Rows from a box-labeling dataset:
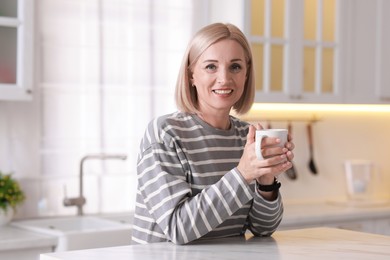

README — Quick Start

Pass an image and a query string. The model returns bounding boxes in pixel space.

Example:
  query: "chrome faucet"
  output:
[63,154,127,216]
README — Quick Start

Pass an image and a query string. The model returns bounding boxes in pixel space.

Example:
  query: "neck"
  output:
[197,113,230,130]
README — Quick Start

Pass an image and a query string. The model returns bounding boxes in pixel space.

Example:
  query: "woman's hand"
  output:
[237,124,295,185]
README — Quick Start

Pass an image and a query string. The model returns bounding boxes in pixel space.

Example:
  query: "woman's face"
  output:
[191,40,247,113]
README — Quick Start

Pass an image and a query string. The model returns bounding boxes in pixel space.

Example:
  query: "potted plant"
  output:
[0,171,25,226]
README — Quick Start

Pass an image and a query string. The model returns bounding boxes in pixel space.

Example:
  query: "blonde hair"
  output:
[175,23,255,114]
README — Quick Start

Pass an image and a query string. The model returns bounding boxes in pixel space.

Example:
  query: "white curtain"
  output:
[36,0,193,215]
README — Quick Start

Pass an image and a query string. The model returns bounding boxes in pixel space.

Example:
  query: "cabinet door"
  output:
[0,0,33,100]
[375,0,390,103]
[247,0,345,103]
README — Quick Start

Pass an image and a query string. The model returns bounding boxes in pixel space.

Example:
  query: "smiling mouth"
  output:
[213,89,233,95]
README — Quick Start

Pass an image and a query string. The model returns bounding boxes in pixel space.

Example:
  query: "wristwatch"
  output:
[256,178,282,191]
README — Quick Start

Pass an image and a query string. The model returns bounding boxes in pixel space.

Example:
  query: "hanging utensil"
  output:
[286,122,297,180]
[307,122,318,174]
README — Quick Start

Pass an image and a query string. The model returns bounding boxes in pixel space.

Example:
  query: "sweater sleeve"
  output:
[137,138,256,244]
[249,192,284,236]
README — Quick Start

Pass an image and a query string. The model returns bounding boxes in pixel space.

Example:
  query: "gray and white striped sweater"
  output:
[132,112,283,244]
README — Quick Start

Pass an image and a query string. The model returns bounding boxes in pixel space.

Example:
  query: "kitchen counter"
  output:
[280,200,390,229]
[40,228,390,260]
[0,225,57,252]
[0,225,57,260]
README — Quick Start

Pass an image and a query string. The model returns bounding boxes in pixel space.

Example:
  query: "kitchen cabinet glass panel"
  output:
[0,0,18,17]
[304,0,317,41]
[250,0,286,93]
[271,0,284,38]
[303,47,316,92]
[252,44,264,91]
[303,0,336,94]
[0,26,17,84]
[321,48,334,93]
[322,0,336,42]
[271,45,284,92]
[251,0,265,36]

---

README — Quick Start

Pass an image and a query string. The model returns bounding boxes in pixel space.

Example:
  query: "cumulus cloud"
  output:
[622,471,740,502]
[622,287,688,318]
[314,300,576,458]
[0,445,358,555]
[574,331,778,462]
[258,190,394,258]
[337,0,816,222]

** What you need to do **
How many lines in the items above contain the string "cabinet"? Reply with the number alone.

** Right answer **
2